#### [Goal of the exercise]
Copy the rows starting at the line containing "Show where the yellow silk brocade border is." and ending at the line containing "[251,161,496,380]", with "elderly" swapped for "old" and every other character left unchanged.
--- Start of Data rows ---
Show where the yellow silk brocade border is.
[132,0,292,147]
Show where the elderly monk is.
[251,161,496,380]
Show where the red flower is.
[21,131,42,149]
--- End of Data rows ---
--- Start of Data rows ---
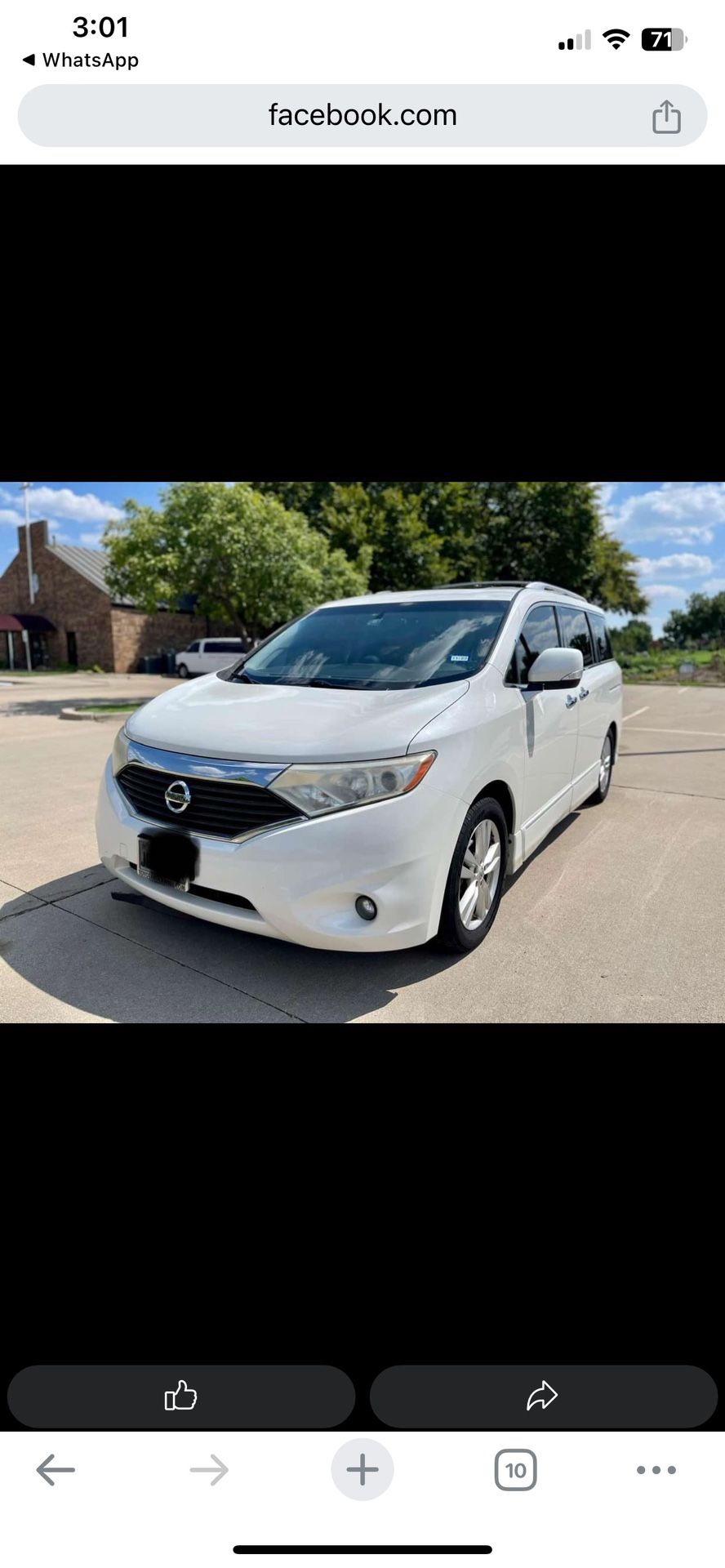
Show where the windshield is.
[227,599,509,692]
--- End of Data rows ---
#### [Finished answer]
Show where the yellow silk brocade border is.
[132,0,292,147]
Show where the old monk is.
[251,161,496,380]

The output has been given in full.